# [What the task requires]
Tally the lines of the rows below that contain the string "tile". Matching is case-sensitive, and the reply should be only the number.

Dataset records
==============================

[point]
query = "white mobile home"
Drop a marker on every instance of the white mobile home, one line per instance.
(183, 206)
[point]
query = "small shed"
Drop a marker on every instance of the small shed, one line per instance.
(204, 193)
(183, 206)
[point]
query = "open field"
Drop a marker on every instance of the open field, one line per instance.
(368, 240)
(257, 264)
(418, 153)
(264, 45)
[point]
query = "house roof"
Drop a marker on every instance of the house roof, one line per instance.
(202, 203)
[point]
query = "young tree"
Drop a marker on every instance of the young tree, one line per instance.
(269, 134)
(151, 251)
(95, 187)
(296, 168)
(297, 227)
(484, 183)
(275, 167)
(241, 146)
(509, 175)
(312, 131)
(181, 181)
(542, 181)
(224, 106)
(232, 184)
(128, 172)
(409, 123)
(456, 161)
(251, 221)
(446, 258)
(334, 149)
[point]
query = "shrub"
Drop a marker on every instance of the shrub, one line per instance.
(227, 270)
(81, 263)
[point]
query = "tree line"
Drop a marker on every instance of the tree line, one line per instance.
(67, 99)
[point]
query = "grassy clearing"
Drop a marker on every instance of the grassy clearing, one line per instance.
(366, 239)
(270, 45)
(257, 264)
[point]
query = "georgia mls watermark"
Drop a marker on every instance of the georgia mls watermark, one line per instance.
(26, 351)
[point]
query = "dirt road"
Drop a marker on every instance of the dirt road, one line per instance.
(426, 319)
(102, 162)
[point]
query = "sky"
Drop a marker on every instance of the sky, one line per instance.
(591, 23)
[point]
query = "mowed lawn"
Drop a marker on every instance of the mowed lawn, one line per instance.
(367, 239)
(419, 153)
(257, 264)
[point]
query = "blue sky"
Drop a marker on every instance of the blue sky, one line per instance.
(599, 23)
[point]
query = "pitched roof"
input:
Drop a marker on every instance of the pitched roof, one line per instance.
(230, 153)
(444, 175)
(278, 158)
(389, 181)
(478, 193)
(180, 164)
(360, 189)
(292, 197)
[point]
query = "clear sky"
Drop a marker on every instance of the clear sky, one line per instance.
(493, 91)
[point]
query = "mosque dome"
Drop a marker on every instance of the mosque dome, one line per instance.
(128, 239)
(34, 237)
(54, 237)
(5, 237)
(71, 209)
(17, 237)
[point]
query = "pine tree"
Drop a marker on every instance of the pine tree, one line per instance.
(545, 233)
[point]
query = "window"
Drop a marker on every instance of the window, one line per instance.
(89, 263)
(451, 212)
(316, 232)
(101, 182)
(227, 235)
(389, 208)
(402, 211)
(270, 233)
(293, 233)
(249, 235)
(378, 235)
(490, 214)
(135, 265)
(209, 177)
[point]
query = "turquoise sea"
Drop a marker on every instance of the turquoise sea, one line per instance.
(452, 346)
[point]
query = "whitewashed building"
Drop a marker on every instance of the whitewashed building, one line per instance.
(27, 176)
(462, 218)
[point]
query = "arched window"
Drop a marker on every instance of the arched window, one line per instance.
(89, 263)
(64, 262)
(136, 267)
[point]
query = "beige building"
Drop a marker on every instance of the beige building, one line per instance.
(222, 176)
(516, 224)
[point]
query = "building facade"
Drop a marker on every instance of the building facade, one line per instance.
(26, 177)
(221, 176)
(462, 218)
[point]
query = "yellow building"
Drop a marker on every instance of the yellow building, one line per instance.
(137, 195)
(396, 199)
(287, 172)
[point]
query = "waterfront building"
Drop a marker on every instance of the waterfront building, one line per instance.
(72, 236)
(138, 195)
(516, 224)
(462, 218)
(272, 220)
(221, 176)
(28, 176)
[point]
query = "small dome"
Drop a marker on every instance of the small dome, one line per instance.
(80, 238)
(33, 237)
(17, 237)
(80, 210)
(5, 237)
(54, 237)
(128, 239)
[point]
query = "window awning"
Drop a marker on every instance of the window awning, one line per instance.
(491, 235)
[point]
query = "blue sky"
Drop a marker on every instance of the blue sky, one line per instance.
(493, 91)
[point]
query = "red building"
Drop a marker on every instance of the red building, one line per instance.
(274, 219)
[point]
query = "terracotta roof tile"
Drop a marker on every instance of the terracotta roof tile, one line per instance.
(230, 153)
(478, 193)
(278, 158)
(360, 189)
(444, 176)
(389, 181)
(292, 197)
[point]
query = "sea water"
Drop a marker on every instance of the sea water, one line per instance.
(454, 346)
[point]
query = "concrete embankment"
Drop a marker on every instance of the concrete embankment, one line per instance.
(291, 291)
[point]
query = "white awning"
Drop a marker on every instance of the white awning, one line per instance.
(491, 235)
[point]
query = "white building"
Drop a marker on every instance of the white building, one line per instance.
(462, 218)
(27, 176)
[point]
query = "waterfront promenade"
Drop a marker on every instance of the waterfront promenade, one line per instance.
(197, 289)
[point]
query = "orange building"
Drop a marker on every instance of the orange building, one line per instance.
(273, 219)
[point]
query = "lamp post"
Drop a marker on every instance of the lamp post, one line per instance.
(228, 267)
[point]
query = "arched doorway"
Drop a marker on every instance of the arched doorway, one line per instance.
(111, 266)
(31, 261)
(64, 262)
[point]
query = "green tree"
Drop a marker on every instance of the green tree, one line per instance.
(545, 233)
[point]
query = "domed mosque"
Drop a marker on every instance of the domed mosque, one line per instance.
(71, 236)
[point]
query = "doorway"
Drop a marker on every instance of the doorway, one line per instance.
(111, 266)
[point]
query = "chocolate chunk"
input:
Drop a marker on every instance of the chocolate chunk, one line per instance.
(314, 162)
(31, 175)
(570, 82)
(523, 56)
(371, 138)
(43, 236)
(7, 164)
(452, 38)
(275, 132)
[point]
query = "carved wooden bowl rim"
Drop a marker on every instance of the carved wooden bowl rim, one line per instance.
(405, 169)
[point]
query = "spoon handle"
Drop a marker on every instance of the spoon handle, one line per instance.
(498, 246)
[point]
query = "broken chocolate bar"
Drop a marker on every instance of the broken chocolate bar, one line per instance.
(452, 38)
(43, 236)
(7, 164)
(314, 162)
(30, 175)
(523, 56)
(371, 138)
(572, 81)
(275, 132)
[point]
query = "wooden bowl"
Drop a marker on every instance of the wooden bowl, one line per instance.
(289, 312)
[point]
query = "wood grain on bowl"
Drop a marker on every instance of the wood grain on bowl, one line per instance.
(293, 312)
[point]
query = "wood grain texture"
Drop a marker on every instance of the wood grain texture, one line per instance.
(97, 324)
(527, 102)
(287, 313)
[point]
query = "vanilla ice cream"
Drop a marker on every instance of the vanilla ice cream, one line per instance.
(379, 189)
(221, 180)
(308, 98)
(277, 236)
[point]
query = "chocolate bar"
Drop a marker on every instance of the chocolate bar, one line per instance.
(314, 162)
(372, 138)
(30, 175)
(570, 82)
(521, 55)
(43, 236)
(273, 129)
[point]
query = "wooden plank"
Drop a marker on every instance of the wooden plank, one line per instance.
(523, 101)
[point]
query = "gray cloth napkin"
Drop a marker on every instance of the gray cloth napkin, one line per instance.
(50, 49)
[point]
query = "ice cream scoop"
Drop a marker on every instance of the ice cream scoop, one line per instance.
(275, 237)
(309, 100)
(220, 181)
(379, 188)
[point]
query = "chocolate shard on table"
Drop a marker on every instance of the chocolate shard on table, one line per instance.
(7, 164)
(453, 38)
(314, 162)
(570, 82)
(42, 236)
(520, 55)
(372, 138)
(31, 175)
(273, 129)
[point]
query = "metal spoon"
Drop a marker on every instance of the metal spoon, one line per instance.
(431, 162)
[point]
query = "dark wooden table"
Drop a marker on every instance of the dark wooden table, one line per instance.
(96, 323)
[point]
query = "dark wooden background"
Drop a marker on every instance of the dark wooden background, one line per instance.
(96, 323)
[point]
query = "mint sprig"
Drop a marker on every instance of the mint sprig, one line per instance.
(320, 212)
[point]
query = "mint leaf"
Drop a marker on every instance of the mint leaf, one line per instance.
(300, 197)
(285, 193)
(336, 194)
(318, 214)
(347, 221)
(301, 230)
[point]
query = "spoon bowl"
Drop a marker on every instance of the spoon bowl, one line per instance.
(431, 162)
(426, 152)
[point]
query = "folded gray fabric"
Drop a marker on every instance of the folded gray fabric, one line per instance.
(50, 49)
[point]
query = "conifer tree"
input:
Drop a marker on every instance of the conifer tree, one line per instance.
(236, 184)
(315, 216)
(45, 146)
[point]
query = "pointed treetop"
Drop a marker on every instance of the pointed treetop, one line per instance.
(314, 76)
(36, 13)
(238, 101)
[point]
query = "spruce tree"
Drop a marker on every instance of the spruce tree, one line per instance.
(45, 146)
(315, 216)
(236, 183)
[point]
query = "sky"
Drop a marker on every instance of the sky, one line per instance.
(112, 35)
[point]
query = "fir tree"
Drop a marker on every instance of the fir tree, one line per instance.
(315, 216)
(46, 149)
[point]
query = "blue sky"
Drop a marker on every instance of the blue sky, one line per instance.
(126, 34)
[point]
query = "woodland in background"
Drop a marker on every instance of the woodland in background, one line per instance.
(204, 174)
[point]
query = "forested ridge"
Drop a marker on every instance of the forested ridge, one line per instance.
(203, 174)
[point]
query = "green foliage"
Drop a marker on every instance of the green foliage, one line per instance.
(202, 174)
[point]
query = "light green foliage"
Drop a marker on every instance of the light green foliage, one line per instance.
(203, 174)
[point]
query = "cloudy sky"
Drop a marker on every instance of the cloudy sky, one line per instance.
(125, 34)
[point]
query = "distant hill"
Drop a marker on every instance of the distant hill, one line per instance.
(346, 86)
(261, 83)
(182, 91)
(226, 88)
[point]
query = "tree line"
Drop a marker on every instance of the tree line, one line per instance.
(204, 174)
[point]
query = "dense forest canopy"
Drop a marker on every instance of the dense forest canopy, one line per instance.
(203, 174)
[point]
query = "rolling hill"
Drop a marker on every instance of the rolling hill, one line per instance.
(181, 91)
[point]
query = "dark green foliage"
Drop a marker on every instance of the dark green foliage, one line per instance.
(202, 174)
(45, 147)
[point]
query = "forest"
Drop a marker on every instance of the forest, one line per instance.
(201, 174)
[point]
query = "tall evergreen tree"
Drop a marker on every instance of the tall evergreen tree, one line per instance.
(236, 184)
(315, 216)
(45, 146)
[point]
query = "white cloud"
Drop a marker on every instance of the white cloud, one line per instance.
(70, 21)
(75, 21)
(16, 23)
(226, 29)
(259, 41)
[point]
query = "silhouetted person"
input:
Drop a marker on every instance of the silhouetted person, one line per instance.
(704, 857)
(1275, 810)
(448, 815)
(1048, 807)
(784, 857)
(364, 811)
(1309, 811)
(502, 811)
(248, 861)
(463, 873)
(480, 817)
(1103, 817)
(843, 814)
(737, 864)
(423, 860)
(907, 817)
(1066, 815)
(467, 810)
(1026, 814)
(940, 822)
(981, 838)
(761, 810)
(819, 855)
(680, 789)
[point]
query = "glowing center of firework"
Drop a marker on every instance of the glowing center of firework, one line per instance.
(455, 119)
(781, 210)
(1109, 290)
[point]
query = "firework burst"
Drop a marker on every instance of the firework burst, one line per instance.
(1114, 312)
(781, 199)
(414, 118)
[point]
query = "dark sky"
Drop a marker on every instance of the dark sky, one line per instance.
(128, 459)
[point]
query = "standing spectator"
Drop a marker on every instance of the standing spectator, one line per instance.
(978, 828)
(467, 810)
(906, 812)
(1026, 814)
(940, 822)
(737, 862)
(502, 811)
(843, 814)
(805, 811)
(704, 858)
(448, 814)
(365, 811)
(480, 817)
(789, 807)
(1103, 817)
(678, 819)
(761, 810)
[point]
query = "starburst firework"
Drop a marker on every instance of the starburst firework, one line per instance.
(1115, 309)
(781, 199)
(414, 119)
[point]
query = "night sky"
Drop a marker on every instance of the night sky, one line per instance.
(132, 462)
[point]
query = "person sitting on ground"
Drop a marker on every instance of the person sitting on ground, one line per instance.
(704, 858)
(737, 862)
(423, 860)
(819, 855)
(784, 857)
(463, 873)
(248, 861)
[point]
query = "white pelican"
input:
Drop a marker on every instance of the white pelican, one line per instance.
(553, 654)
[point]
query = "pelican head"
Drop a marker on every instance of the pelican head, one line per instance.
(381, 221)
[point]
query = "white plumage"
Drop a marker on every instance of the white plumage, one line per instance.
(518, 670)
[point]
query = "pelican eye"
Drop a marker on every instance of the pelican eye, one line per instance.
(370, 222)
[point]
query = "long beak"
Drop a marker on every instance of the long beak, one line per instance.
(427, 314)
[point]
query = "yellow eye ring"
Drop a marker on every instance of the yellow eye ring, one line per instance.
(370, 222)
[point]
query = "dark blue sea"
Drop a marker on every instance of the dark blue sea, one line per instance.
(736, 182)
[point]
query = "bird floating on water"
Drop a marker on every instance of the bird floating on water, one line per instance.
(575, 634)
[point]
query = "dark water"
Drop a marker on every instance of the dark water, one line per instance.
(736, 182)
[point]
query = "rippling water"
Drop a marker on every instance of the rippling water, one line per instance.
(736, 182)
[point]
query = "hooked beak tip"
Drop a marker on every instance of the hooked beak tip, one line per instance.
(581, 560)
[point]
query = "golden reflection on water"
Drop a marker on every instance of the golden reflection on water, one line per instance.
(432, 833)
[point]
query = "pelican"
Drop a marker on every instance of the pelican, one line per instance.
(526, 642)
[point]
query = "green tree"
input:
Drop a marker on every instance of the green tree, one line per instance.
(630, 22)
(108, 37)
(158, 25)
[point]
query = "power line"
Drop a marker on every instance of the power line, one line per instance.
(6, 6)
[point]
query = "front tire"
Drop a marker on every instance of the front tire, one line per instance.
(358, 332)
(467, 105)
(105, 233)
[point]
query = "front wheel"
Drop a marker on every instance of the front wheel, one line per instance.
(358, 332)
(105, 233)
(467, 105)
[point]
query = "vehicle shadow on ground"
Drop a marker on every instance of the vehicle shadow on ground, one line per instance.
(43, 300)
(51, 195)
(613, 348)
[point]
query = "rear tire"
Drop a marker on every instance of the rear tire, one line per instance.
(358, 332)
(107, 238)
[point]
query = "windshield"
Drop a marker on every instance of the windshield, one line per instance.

==============================

# [The answer]
2